Document extract -
You can, of course, do it in your own software that you and nobody else uses if you know that you will never use any language but English anyway. Otherwise, no go.

The hack was arguable "OK" some 30-35 years ago when computers didn't really do much but English in ASCII, and maybe one or two major European languages. But... no longer so.

The hack works because US-Latin upper- and lowercases are exactly 0x20 apart from each other and appear in the same order, which is just one bit of difference. Which, in fact, this bit hack, toggles.

Now, the people creating code pages for Western Europe, and later the Unicode consortium, were smart enough to keep this scheme for e.g. German Umlauts and French-accented Vowels. Not so for ß which (until someone convinced the Unicode consortium in 2017, and a large Fake News print magazine wrote about it, actually convincing the Duden -- no comment on that) don't even exist as a versal (transforms to SS). Now it does exist as versal, but the two are 0x1DBF positions apart, not 0x20.

The implementors were, however, not considerate enough to keep this going. For example, if you apply your hack in some East European languages or the like (I wouldn't know about Cyrillic), you will get a nasty surprise. All those "hatchet" characters are examples of that, lowercase and uppercase are one apart. The hack thus does not work properly there.

Information given -
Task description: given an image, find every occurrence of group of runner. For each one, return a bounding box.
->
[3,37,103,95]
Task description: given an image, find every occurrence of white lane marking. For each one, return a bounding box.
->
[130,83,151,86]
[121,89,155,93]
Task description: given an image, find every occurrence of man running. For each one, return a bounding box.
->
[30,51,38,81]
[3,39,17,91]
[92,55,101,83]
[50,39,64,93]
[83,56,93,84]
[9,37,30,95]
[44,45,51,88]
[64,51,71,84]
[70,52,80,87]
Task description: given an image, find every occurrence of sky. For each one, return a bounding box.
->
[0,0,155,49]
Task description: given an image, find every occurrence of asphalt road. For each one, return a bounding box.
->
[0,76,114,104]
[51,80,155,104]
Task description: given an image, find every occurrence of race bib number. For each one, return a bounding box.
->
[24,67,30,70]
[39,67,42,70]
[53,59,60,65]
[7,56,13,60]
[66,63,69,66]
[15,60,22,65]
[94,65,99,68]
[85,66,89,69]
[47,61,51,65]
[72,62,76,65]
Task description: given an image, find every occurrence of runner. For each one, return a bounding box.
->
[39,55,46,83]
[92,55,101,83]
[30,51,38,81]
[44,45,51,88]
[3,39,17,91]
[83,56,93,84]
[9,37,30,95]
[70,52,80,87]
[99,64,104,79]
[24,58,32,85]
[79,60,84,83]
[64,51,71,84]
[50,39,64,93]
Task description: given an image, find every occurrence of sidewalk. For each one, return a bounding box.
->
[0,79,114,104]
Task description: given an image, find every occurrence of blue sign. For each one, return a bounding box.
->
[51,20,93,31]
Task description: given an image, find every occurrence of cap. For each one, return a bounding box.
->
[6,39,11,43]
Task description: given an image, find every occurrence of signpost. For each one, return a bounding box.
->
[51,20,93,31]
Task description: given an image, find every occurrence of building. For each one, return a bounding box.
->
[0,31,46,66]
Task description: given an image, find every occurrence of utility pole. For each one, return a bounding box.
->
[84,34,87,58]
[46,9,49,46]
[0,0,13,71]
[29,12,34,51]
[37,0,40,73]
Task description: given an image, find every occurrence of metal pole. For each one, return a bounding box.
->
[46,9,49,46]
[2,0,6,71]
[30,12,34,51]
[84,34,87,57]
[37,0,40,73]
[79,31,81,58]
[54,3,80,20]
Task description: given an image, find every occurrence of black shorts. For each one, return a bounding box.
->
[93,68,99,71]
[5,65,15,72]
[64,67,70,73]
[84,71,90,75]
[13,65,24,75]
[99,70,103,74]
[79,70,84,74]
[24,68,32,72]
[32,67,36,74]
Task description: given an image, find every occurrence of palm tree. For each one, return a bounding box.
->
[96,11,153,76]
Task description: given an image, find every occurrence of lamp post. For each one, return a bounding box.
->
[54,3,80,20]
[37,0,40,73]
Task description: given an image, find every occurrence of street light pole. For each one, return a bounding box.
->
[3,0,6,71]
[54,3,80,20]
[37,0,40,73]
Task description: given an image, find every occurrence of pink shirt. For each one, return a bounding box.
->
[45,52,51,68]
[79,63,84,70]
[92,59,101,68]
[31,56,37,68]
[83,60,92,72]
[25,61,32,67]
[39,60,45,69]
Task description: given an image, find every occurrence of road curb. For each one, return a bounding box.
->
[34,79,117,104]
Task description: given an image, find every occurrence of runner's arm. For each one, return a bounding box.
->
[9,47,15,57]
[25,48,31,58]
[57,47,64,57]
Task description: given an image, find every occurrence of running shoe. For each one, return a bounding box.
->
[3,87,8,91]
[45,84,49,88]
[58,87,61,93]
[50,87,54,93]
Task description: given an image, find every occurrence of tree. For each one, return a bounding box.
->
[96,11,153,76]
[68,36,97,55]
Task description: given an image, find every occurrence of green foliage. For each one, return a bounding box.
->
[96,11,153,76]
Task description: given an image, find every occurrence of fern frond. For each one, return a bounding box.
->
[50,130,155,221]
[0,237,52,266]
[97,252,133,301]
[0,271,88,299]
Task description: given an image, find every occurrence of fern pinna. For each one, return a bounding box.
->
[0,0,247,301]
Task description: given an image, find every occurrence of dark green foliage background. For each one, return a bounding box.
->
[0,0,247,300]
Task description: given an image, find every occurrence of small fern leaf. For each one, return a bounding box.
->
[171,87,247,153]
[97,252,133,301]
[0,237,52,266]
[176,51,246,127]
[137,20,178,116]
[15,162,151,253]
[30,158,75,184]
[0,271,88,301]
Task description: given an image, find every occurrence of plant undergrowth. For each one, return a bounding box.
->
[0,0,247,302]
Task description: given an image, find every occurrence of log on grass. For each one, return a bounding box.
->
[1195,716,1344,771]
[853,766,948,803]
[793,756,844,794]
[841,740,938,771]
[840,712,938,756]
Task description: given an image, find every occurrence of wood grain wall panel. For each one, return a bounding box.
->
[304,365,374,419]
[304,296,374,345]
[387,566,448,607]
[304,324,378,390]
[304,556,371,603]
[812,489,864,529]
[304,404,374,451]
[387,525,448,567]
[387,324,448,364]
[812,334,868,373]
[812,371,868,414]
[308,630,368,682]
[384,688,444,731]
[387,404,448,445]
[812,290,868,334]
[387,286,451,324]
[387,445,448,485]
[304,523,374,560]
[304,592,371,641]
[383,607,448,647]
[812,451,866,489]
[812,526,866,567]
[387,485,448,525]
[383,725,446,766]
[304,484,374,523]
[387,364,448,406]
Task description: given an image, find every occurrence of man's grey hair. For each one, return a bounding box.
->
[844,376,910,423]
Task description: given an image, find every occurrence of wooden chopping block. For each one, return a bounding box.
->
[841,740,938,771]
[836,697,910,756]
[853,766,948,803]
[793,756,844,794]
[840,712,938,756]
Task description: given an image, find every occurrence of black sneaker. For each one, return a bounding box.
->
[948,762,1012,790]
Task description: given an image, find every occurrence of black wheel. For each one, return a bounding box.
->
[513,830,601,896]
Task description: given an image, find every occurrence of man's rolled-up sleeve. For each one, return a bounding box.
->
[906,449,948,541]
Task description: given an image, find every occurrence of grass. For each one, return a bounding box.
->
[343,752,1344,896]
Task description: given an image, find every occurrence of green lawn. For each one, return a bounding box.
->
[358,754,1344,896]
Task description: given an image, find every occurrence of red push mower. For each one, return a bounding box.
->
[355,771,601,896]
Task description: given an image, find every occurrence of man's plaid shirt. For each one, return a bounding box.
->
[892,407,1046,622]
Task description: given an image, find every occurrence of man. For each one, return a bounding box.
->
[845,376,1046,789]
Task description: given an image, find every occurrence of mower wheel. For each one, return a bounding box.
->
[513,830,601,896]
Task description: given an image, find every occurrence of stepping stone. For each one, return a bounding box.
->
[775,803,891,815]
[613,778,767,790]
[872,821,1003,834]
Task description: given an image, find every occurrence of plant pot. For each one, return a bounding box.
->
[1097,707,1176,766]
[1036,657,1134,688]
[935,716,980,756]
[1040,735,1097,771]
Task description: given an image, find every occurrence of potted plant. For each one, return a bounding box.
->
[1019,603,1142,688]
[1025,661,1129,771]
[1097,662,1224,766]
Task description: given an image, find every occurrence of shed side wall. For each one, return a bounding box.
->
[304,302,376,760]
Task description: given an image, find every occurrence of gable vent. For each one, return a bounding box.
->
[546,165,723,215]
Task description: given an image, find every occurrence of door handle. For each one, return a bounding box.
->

To do -
Answer these about the text on the letter-case bit hack:
(a) How far apart are US-Latin uppercase and lowercase letters?
(b) In what year was the Unicode consortium convinced about an uppercase ß?
(c) How far apart are the lowercase and uppercase forms of the "hatchet" characters?
The material that comes after the text stands apart from it.

Answer below -
(a) Exactly 0x20, a difference of one bit.
(b) 2017.
(c) One.